Begin Data provided

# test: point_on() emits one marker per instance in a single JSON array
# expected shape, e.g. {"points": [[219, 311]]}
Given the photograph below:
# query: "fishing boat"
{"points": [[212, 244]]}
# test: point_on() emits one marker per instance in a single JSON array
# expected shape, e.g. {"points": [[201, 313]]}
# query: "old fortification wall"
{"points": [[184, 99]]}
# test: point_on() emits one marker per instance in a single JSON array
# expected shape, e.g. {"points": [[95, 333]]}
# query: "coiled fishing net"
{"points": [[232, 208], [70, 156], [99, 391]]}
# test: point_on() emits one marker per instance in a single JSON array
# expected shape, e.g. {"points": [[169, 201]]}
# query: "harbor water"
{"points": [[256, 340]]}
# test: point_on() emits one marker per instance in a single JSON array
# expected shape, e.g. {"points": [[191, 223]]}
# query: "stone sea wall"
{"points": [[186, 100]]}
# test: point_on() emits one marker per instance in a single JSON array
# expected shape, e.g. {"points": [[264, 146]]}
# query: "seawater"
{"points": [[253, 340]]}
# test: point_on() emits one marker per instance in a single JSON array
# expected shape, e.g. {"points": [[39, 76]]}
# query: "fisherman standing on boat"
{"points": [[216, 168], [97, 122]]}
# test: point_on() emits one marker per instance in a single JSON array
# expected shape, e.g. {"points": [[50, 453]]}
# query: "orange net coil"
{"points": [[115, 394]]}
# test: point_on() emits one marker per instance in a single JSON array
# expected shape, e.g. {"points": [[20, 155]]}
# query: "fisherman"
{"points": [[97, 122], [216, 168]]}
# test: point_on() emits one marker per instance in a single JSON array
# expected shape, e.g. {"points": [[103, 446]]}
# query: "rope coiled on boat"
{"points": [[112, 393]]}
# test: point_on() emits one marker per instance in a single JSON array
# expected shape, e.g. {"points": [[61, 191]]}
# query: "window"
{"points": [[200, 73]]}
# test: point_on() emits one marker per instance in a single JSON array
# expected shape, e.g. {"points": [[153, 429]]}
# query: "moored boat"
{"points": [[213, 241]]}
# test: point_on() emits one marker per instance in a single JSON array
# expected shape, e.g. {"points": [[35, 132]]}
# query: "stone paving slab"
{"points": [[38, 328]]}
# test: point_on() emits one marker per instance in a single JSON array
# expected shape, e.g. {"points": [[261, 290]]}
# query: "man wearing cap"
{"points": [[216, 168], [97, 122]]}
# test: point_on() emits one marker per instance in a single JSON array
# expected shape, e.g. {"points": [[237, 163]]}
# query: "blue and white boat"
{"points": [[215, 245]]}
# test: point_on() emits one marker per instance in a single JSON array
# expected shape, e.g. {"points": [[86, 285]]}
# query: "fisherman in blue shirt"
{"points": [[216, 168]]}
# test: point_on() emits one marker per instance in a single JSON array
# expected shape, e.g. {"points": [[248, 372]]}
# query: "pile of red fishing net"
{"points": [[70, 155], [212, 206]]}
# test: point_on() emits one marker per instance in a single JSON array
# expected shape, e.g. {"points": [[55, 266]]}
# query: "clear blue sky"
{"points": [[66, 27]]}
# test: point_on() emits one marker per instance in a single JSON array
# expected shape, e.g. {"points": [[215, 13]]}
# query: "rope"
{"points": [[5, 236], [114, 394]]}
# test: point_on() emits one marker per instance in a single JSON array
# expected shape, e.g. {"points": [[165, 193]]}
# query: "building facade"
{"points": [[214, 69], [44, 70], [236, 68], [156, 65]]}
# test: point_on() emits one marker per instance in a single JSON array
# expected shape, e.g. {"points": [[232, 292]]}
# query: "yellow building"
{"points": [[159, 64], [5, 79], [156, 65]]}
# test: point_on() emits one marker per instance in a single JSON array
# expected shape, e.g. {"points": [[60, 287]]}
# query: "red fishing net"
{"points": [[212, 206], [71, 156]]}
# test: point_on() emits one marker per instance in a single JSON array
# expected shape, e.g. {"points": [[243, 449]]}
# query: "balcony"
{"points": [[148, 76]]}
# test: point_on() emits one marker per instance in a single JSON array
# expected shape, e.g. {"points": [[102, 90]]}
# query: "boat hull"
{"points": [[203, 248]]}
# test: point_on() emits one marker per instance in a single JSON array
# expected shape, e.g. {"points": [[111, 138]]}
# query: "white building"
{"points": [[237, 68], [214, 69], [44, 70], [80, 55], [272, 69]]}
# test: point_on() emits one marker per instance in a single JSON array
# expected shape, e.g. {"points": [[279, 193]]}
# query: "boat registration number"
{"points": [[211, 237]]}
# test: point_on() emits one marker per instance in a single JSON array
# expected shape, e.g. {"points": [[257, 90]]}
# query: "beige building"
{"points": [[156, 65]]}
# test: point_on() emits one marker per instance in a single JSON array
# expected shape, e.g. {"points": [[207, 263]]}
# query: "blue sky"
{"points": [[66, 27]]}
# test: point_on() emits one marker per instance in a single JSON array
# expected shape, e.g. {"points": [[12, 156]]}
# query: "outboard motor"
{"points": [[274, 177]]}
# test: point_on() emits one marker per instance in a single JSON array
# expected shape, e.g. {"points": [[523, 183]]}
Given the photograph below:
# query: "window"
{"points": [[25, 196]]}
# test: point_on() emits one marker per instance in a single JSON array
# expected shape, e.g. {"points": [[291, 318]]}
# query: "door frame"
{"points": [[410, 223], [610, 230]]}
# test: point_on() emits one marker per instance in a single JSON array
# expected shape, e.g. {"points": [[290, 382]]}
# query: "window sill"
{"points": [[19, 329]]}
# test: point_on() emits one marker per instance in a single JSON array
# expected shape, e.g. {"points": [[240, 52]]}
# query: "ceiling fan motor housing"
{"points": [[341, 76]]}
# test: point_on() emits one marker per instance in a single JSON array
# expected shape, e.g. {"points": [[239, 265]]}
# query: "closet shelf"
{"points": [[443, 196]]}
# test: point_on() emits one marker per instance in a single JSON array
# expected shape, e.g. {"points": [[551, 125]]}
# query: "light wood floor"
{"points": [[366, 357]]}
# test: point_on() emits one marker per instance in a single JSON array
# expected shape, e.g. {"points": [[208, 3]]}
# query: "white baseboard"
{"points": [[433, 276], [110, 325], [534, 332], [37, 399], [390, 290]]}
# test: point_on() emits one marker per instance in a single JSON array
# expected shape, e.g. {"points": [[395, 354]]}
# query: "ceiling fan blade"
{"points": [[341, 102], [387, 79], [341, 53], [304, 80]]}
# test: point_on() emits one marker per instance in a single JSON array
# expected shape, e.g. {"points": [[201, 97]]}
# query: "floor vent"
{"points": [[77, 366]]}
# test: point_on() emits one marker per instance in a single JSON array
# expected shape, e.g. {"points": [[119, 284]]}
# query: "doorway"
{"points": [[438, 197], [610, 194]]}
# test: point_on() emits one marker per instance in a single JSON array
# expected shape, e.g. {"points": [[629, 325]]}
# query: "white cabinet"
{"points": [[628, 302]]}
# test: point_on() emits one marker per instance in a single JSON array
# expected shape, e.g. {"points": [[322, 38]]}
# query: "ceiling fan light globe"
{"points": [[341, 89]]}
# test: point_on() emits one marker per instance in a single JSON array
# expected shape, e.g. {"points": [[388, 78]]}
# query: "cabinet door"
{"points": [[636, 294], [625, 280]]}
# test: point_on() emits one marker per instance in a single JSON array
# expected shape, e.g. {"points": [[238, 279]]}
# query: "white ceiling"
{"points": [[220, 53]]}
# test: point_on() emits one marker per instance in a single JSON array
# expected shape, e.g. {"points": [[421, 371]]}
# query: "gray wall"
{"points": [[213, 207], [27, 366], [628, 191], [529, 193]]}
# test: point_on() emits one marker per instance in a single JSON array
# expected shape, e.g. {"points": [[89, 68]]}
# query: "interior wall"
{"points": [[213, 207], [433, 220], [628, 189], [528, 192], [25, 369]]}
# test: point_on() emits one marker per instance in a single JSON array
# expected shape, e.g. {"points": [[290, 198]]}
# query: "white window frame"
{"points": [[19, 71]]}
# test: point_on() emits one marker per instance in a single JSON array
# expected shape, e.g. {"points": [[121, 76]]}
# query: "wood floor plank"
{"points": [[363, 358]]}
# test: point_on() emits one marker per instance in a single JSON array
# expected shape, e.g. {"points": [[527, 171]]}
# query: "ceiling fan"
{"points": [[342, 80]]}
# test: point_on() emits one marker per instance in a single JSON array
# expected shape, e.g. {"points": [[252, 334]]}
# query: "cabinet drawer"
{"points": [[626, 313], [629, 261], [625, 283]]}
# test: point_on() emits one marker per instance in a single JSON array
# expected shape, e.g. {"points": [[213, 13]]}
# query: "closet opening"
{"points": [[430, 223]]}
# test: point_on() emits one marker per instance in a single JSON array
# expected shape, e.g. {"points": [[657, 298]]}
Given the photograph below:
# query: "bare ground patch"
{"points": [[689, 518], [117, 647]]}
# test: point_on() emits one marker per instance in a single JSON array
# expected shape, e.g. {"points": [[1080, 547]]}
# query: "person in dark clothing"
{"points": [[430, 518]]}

End Data provided

Locate every line above that contains the word "cabinet" and copy each one. Case counts.

§ **Exercise result**:
# query: "white cabinet"
# query: "cabinet door"
# query: "cabinet drawer"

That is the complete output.